(Stored dataset items)
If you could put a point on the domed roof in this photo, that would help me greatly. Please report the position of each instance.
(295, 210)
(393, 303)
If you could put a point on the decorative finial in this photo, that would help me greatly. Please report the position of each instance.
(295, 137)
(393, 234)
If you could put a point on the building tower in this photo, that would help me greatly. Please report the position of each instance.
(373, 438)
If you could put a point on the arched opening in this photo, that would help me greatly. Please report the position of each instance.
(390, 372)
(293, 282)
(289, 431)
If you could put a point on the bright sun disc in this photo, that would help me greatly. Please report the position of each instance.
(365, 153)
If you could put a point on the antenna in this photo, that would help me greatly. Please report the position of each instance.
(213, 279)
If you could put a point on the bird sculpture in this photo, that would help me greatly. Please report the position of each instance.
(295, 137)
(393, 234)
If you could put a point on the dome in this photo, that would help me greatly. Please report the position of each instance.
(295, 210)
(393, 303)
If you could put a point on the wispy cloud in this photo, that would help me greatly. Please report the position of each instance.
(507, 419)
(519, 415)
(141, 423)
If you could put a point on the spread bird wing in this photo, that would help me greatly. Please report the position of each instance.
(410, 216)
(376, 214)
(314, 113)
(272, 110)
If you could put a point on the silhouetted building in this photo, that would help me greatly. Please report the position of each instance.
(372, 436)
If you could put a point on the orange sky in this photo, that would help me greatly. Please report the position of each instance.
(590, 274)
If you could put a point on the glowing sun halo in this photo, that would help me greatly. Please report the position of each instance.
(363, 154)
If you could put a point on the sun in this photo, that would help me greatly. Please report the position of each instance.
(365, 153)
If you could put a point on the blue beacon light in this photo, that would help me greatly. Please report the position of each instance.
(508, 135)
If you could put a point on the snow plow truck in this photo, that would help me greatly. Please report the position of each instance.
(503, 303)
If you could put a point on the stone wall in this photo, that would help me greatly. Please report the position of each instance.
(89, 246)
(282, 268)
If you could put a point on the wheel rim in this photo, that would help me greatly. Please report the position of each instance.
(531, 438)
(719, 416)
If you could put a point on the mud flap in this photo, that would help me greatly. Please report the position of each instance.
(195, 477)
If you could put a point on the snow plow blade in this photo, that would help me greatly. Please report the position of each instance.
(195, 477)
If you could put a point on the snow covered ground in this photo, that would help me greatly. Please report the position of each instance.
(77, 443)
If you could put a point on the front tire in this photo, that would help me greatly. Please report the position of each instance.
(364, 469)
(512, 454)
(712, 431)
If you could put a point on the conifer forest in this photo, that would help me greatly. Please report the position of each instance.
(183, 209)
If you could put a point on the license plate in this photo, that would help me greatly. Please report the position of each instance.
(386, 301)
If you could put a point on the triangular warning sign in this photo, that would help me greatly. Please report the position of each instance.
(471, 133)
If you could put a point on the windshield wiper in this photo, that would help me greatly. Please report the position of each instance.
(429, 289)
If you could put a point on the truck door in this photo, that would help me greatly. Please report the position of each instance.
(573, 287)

* _Problem description_
Render every record above as a two-column CSV with the header row request,answer. Give one row per record, putting its text and its answer each in a double-quoted field and replacing line breaks within a field with spaces.

* _The completed task_
request,answer
"If you could put a point on the domed roof in this photo, that would help me greatly. Please report the position of each instance.","(295, 210) (393, 303)"
"If you could put a point on the decorative finial in this photo, that would help me greatly. Please report the position of each instance.","(295, 137) (393, 234)"
"If you could put a point on the building tower in this photo, that would help me greatly. Please report the position of each instance.","(373, 438)"
"If you could put a point on the arched opening in this photo, that would help me greatly. Please report the position of each instance.","(390, 372) (293, 282) (289, 431)"
"If you could put a point on the bright sun disc in this photo, that would help me greatly. Please report the position of each instance.","(365, 153)"
"If you could put a point on the antenna in this photo, that would help me greatly. Please report the position of each instance.","(213, 279)"
"If you could put a point on the bird sculpture in this photo, that would help me greatly. Please report the position of each instance.","(295, 137) (393, 234)"
"If you could put a point on the dome in this photo, that would help me greatly. Please report the position of each instance.","(295, 210) (393, 303)"
"If you could put a point on the wispy cloud in this photo, that would help me greatly. Please report the position of each instance.","(507, 419) (519, 415) (141, 423)"
"If you could put a point on the spread bird wing in this photo, that would help me greatly. Please report the position of each instance.","(410, 216) (376, 214) (314, 113) (272, 110)"
"If you could put a point on the silhouetted building in this photo, that would help me greatly. Please report the position of each instance.","(372, 436)"
"If you could put a point on the orange sky in this photo, that would help me greatly. Please report the position of each instance.","(590, 274)"
"If you could put a point on the glowing sun halo in this photo, that would help me greatly. Please report the position of each instance.","(363, 154)"
"If you could put a point on the sun in this photo, that would help me greatly. Please report the position of each instance.","(365, 153)"
"If you could put a point on the blue beacon light in this photo, that would help me greatly. Please report the position of each instance.","(508, 135)"
"If you could put a point on the snow plow truck in this photo, that would help me greatly. Please report the position of each instance.","(503, 303)"
"If you could put a point on the stone wall in this photo, that would help me greatly. Please report the position of each instance.","(89, 246) (282, 268)"
"If you could put a point on the wheel rim in this photo, that would help me greatly. Please report the position of each instance.","(531, 438) (719, 416)"
"If you could put a point on the mud flap in this photo, that would help me greatly. Please report the position of each instance.","(195, 477)"
"If you could put a point on the snow plow blade in this photo, that would help me greatly. Please report the position of each instance.","(195, 477)"
"If you could put a point on the snow covered ground in this photo, that would help me greatly. Please report the position of each instance.","(77, 443)"
"If you could put a point on the front tire in this photo, that would help me greatly. Please report the position of each instance.","(364, 469) (512, 454) (712, 431)"
"If you could put a point on the conifer forest in this photo, that would help me greatly. Please report the position of each instance.","(183, 209)"
"If you could put a point on the license plate in this photo, that would help me greatly. Please report the position of each instance.","(386, 301)"
"If you could put a point on the triangular warning sign in this photo, that would help me greatly. Please report the position of each instance.","(471, 133)"
"If you could put a point on the windshield wiper in this photo, that would help me greatly. Please report the position of each instance.","(429, 289)"
"If you could put a point on the truck door in this photo, that would help me greatly. Please report the position of each instance.","(573, 287)"